[Referring expression data]
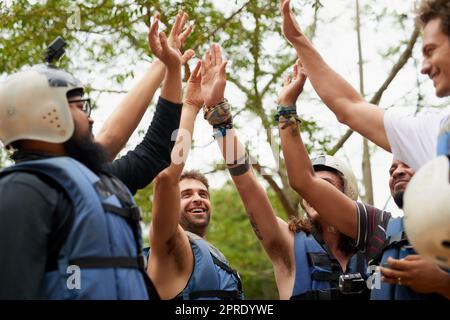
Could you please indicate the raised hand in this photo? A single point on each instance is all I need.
(291, 29)
(292, 86)
(214, 77)
(168, 49)
(193, 95)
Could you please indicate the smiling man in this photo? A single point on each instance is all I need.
(411, 139)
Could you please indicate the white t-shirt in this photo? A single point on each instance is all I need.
(413, 139)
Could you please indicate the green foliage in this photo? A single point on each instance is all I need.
(231, 232)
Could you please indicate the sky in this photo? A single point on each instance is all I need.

— Exercise —
Skip every picture and transcribe the data above exactly.

— Answer section —
Could you please indicate the raised hand in this photo? A single point on each instance is all I need.
(291, 29)
(292, 86)
(214, 77)
(168, 49)
(193, 95)
Could you please indicate the smiling man in this photo? A single point on each instance is all I need.
(411, 139)
Could you please indicate the white t-shirt in this photo? A single point on each instance is all I need.
(413, 139)
Could you please indicate the green foliage in this photo? A single point on each instance is all I need.
(231, 232)
Could you please indicate the sky in this photo? A single point on each instance is all I need.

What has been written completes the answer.